» WHAT THE TASK ASKS
Go through the data and copy each line where the string "glowing" appears.

======== PROVIDED RECORDS ========

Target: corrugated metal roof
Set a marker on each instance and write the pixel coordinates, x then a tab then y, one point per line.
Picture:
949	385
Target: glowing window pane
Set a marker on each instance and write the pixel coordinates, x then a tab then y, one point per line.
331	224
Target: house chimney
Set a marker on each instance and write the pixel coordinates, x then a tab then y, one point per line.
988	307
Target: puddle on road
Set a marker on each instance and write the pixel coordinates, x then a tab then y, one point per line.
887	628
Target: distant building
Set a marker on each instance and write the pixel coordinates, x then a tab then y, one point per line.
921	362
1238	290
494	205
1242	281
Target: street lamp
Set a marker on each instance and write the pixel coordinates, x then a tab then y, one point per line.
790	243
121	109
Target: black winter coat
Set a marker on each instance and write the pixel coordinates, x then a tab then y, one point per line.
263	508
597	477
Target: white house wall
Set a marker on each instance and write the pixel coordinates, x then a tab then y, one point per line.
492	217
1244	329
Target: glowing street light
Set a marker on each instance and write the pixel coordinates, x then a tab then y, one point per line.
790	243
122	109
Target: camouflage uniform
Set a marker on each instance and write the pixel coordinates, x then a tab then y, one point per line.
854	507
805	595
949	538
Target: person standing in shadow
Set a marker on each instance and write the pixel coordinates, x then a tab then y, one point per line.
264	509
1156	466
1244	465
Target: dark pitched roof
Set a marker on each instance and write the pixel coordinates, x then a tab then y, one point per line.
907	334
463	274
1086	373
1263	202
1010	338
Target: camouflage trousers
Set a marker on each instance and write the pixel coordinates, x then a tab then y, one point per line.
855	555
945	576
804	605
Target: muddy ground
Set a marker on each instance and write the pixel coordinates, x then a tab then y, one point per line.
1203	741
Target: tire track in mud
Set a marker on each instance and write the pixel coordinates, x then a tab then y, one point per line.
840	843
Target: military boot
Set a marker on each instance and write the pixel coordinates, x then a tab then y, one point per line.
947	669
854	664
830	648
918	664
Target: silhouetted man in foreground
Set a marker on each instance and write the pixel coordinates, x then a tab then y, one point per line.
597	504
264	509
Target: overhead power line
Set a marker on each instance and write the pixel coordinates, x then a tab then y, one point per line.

========

» REPLY
Target: glowing window pane
Target: glowing street light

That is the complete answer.